-- start --

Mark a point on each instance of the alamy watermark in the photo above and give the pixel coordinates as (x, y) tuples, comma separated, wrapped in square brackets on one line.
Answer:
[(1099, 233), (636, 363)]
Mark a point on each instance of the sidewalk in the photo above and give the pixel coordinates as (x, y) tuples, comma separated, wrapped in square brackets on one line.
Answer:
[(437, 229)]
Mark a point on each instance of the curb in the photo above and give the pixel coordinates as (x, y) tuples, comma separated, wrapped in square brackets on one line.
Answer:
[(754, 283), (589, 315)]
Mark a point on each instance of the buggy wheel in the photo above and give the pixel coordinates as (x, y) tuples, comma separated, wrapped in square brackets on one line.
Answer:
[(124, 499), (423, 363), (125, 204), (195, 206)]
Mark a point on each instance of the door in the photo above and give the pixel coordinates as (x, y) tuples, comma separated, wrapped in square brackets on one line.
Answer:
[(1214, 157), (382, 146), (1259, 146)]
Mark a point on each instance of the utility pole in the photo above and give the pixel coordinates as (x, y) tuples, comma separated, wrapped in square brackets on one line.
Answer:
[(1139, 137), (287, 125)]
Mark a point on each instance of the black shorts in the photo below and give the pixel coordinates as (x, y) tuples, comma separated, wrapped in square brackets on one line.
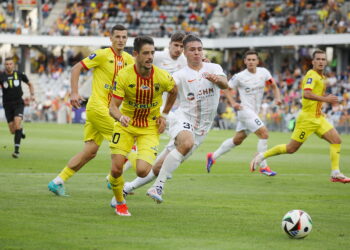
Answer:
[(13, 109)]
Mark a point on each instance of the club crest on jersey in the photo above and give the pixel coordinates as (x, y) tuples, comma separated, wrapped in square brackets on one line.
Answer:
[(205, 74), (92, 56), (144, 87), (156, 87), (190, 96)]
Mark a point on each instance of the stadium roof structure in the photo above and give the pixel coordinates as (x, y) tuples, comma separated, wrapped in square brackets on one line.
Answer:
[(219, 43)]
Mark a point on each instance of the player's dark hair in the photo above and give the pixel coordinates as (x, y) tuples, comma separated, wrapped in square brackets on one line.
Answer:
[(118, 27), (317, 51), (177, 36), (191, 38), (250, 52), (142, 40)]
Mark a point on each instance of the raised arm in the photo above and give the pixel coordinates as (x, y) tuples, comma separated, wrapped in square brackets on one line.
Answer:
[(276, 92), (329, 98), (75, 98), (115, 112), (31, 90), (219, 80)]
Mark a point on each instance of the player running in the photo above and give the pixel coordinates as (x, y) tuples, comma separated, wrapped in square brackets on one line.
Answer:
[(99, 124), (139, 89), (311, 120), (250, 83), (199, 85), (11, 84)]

-- end --
-- start --

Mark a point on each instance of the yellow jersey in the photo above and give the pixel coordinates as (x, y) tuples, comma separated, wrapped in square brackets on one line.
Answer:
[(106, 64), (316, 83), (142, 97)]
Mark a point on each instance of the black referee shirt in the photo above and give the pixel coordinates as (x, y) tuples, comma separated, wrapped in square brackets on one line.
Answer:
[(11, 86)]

-- end --
-- start --

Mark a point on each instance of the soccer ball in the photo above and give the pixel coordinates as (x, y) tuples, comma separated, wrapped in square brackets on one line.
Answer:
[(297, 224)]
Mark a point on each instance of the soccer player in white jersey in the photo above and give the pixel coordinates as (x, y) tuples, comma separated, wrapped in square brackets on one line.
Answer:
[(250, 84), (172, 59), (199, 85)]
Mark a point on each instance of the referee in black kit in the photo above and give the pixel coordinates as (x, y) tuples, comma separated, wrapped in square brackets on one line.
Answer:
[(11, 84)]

-- end --

• _Work to do_
Count the lines in the listing above that contain the string "player", with case counting, and reply with the number alone.

• _Task answer_
3